### Source passage ###
Governmental organization in Somalia

Act (Law No. 009 of March 2023).

The National Identification and Registration Authority (NIRA) Hay’adda Aqoonsiga iyo Diiwaangelinta Qaranka) is a governmental agency in Somalia. It was established under the Identification and Registration Act.

== Registration centres ==
As of 2025, the National Identification and Registration Authority (NIRA) has successfully expanded its official registration centres across multiple Federal Member States of Somalia, including:
- Banaadir (Mogadishu), Headquarters and district-level offices, including Hawl-Wadaag and Dharkenley.
- South West State (Baidoa).
- Hirshabelle (Jowhar).
- Galmudug (Dhuusamareeb).
- SSC-Khaatumo (Laascaanood).

== Responsibilities and objectives ==
The mandate of the agency is to develop and manage a national identification system. NIRA's responsibilities include creating and maintaining a database of personal identities for citizens and legal residents. The agency issues a unique identification number, known as the National Identification Number (NIN), which is intended to facilitate the recognition of individuals and qualify their access to various services.

In August 2025, the Somali government announced that, starting 1 September 2025, a valid national identification card would be required to apply for a passport. From 1 January 2026, the same requirement will apply to domestic air travel.
###
Check your understanding
1 > From the passage on Somalia's identification authority, copy out the text starting at "Governmental organization in" and ending at "and Registration Act.".
2 > Decide whether each statement agrees with the passage on Somalia's identification authority, answering yes or no and quoting the words that settle it: (a) NIRA was established under the Identification and Registration Act. (b) The national identification card becomes a requirement for passport applications from 1 January 2026. (c) The agency's database covers both citizens and legal residents.
3 > Continue the passage on Somalia's identification authority from its final sentence.
### Data shown ###
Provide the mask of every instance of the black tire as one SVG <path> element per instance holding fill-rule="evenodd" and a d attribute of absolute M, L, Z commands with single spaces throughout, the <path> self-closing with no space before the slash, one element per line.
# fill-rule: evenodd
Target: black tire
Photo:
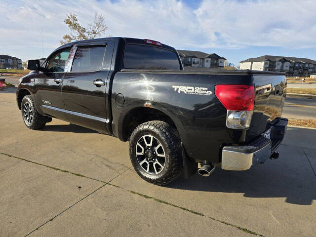
<path fill-rule="evenodd" d="M 43 122 L 43 116 L 36 110 L 31 95 L 26 95 L 22 100 L 21 111 L 23 121 L 30 129 L 38 130 L 42 128 L 45 122 Z"/>
<path fill-rule="evenodd" d="M 145 139 L 147 138 L 147 140 L 149 139 L 149 140 L 145 142 L 143 140 L 144 136 Z M 151 142 L 152 146 L 145 146 L 149 143 L 148 142 L 150 141 L 152 136 L 153 137 Z M 142 141 L 144 143 L 140 144 Z M 140 146 L 137 145 L 138 143 Z M 159 143 L 161 144 L 162 148 Z M 143 148 L 144 149 L 140 147 L 144 146 L 145 148 Z M 146 148 L 147 147 L 148 149 L 150 147 L 152 147 L 151 151 L 153 151 L 151 155 L 148 155 L 152 152 L 151 150 L 148 151 Z M 156 148 L 158 148 L 155 150 Z M 136 149 L 140 149 L 140 151 L 137 152 Z M 145 151 L 147 151 L 145 152 Z M 144 154 L 144 155 L 139 155 L 142 152 Z M 147 153 L 147 152 L 149 153 Z M 136 153 L 139 155 L 136 155 Z M 163 157 L 160 156 L 163 155 L 165 156 L 164 167 L 161 168 L 161 165 L 157 165 L 157 163 L 155 165 L 156 167 L 154 168 L 154 164 L 158 161 L 162 164 Z M 134 168 L 138 175 L 144 180 L 155 185 L 165 185 L 176 179 L 182 173 L 183 164 L 180 138 L 174 128 L 162 121 L 155 120 L 144 122 L 135 129 L 130 138 L 129 157 Z M 142 165 L 141 160 L 144 161 L 144 158 L 146 159 L 145 162 L 147 163 L 143 162 Z M 147 161 L 149 158 L 151 159 Z M 158 159 L 160 159 L 158 160 Z M 149 165 L 149 168 L 148 168 L 147 165 Z"/>

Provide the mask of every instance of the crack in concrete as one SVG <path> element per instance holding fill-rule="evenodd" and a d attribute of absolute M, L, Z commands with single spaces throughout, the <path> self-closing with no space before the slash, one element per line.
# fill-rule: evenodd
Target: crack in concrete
###
Task answers
1 >
Governmental organization in Somalia

Act (Law No. 009 of March 2023).

The National Identification and Registration Authority (NIRA) Hay’adda Aqoonsiga iyo Diiwaangelinta Qaranka) is a governmental agency in Somalia. It was established under the Identification and Registration Act.

2 >
(a) Yes: "It was established under the Identification and Registration Act."
(b) No: "starting 1 September 2025, a valid national identification card would be required to apply for a passport."
(c) Yes: "creating and maintaining a database of personal identities for citizens and legal residents."

3 >
== Controversies ==
Somalia’s National Identification and Registration Authority (NIRA) has been rejected by Puntland and Jubaland over constitutional, legal, and structural concerns. They argue that NIRA was created without proper consultation, calling it a case of federal overreach that threatens regional autonomy.

Puntland’s Ministry of Interior, Federal Affairs, and Democratization stated that they do not recognize any federal law imposed without prior agreement. They accused the Federal Government of using the National ID project to manipulate future elections without broad political consensus.

Puntland minister of interior Abdi Farah Juha said the registration is politically motivated, aimed at enabling illegitimate elections, and distracting citizens from Somalia’s real challenges like insecurity and national unity. They also raised concerns about the security and reliability of the data being collected, warning it could fall into the wrong hands. In response, Puntland has established its own identity agency, the Puntland Identity Agency (PID).

== Operations ==
NIRA operates through a network of data centers, local and regional enrollment offices, and collaborates with other institutions. The organization utilizes technology, including biometric techniques and data analytics, to ensure data protection and privacy. These measures aim to support inter-governmental cooperation and enable the provision of public services such as voter registration and social welfare programs.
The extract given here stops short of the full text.